(Dataset items)
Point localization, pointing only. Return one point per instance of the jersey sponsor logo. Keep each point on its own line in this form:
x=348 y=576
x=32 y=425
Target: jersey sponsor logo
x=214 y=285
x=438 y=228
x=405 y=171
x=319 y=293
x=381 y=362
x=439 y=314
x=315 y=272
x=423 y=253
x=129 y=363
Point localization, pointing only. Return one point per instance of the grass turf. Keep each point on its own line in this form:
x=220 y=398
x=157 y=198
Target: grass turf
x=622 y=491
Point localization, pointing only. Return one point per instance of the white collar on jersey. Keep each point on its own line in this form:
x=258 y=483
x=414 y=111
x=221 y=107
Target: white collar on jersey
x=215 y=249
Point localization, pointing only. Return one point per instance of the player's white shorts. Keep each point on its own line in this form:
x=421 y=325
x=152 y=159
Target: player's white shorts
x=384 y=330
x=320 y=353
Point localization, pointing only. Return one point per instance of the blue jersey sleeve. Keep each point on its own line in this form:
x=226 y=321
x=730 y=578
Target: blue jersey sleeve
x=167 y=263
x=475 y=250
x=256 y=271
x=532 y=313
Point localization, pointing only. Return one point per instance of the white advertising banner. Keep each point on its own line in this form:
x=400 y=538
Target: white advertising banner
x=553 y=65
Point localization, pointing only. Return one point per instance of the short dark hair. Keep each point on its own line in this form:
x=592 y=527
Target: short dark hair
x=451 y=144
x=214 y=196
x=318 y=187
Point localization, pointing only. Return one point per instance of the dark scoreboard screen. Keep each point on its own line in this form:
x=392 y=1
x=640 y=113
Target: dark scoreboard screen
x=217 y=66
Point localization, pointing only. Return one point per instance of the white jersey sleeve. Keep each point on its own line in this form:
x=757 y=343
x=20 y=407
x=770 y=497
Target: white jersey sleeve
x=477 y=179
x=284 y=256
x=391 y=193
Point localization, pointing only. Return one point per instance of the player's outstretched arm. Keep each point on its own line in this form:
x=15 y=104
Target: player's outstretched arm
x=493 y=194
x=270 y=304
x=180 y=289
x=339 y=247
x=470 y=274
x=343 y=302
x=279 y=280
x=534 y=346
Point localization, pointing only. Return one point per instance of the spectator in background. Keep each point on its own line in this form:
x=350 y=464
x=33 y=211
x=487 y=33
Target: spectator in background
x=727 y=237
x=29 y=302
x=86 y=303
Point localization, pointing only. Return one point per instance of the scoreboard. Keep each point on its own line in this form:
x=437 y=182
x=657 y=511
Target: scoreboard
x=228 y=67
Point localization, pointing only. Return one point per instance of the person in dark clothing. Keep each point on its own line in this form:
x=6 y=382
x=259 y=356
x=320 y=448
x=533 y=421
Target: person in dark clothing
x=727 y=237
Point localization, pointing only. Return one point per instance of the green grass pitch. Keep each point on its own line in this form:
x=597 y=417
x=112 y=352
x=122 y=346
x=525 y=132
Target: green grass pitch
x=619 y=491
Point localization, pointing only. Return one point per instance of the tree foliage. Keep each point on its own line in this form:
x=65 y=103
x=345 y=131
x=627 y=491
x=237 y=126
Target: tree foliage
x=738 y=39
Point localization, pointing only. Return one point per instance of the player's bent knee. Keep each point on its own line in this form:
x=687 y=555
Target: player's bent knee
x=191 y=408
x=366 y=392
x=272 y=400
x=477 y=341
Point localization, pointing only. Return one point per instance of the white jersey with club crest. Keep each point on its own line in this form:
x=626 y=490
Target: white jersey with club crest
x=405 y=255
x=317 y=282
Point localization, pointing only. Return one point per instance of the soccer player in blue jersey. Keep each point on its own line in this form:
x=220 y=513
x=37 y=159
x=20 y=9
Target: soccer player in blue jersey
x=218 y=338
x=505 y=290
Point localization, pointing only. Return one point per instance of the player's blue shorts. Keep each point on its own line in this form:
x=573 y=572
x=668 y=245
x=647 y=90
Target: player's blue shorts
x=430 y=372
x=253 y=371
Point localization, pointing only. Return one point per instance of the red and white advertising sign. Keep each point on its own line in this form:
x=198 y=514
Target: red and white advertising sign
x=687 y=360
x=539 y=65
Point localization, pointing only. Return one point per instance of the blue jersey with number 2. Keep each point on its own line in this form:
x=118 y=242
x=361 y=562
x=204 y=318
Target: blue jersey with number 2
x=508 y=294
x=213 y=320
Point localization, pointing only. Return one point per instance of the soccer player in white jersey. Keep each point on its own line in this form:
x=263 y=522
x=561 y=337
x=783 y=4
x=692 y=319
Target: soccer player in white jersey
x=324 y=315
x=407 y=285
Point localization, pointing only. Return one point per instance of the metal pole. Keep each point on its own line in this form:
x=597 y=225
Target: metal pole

Exercise aim:
The entries above must be returned exactly.

Written solution:
Point localization, pointing only. Return one point per instance of the jersey sponsor logo. Keep each point on its own line in this form:
x=348 y=576
x=32 y=425
Target: jersey sponsor logo
x=214 y=285
x=438 y=228
x=405 y=171
x=319 y=293
x=381 y=362
x=439 y=314
x=315 y=272
x=423 y=253
x=129 y=363
Point localization, pointing only. Return one point per instance of the grass turf. Keep each point on its own line in this form:
x=220 y=398
x=157 y=198
Target: grass turf
x=622 y=491
Point localization, pointing only. Return one point per instance of the white collar on jersey. Keep each point on its own line in this form:
x=258 y=483
x=414 y=111
x=221 y=107
Target: white collar on jersey
x=215 y=249
Point localization, pointing only. Return one point per instance of the player's white shorts. Keep each point on its own line in this form:
x=421 y=325
x=152 y=159
Target: player's white shorts
x=384 y=330
x=320 y=353
Point localization, pointing only. Return one point per instance of the blue jersey sleeve. Keep each point on its own line in this form:
x=226 y=321
x=730 y=578
Target: blue jersey sleeve
x=167 y=263
x=475 y=250
x=256 y=271
x=532 y=313
Point localization, pointing only. Return one point per instance of the white advertising banner. Keep each point on its own line in this form:
x=400 y=538
Target: white advertising banner
x=553 y=65
Point localization, pointing only. Return one point per instance of the short dark hair. Keep each point on its own line in this form:
x=592 y=527
Target: short dark hair
x=451 y=144
x=214 y=196
x=318 y=187
Point localization, pointing only. Return one point per instance of the dark scoreboard screen. Keep each point on its own line in this form:
x=392 y=1
x=640 y=113
Target: dark scoreboard screen
x=217 y=66
Point localization, pointing only. Return one point per instance of the white jersey sleeve. Keep each point on its own line in this form:
x=757 y=343
x=20 y=407
x=770 y=497
Target: white jersey sleeve
x=477 y=179
x=284 y=256
x=391 y=193
Point localization, pointing only. Return one point per instance of the player's outstretched arm. Keep each point on its own line in this form:
x=15 y=104
Target: player's outstretched arm
x=493 y=194
x=270 y=304
x=180 y=289
x=339 y=247
x=470 y=274
x=343 y=302
x=279 y=280
x=534 y=346
Point localization, pointing only. Return one point per instance of the spectator in background. Keep each point on its own line in this form:
x=350 y=464
x=33 y=211
x=487 y=33
Target: spectator in background
x=727 y=237
x=29 y=302
x=86 y=303
Point localization, pointing only. Return one point per instance of the scoreboard. Keep each point on its own line in this form:
x=437 y=182
x=657 y=511
Target: scoreboard
x=228 y=67
Point localization, pointing only. Return one point per instance of the person in dark clothing. Keep each point on its own line in this form:
x=6 y=382
x=259 y=356
x=320 y=448
x=533 y=421
Target: person in dark clothing
x=727 y=237
Point localization, pointing only. Return one point per instance of the green grass pitch. Keep each point on its own line in this form:
x=597 y=417
x=112 y=352
x=122 y=346
x=525 y=132
Target: green grass pitch
x=619 y=491
Point localization, pointing only. Return one point per instance of the tree foliage. Keep each point on its own line in this form:
x=65 y=103
x=345 y=131
x=627 y=491
x=237 y=126
Target: tree foliage
x=738 y=39
Point localization, pointing only. Return one point per instance of the player's bent knee. Keep each point on its own line in this form:
x=687 y=555
Target: player's bent knee
x=191 y=408
x=366 y=392
x=272 y=400
x=477 y=341
Point localization, pointing only. Return one point per instance of the white jersey with club crest. Keep each point on its own line in this form:
x=626 y=490
Target: white jersey with club crest
x=405 y=255
x=317 y=282
Point localization, pointing only. Return one point per instance of the soccer player in blue jersey. Keep each point on its own line in this form:
x=220 y=513
x=37 y=159
x=20 y=9
Target: soccer player in blue jersey
x=218 y=338
x=505 y=290
Point localization, pointing only. Return one point per instance of the player's blue shorts. Keep each point on its own line in this form:
x=573 y=572
x=668 y=245
x=647 y=90
Target: player's blue shorts
x=430 y=372
x=253 y=371
Point localization, pointing only. Return one point per instance of the red and white advertising sign. Keep each point on its own line in this form:
x=198 y=514
Target: red and white advertising sign
x=687 y=360
x=539 y=65
Point localization, pointing only. Return one point per instance of the blue jersey with number 2. Keep each point on its own line in this form:
x=118 y=242
x=361 y=562
x=204 y=318
Target: blue jersey with number 2
x=508 y=294
x=213 y=320
Point localization, pointing only. Return one point per instance of the soccer player in white jersey. Keep each point on its own line in this form:
x=263 y=522
x=561 y=337
x=783 y=4
x=692 y=319
Target: soccer player in white jersey
x=324 y=315
x=407 y=285
Point localization, pointing only. Return one point per instance of the metal pole. Keep each point on its own line in this form:
x=597 y=225
Target: metal pole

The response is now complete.